# Request:
Can you copy out every one of the following lines word for word, changing nothing?
★ ★ ★
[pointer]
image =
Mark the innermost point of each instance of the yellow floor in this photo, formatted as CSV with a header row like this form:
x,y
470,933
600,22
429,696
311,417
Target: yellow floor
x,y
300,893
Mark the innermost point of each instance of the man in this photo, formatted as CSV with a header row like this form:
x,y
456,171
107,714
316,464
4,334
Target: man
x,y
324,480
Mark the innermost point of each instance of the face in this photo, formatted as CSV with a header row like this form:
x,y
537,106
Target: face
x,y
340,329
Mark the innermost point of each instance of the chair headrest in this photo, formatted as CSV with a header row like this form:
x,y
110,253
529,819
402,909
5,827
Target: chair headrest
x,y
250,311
★ ★ ★
# In response:
[pointer]
image =
Mark the innermost point of each instance of the yellow floor in this photo, formatted as CSV with a header row like this form:
x,y
470,933
600,22
429,696
311,417
Target: yellow floor
x,y
300,893
Mark the innermost point of each instance of the man in this photo, formatted as CSV with a header row like this form:
x,y
456,171
107,714
316,464
4,334
Target: man
x,y
324,480
Mark the innermost point of each instance of the face in this photo, formatted as CSV with a header row like this form:
x,y
537,106
Target: face
x,y
340,329
Mark the innermost point of each instance of the chair headrest in this photo, formatted as CSV with a header row like this form:
x,y
110,253
529,819
402,909
5,827
Target: chair headrest
x,y
250,311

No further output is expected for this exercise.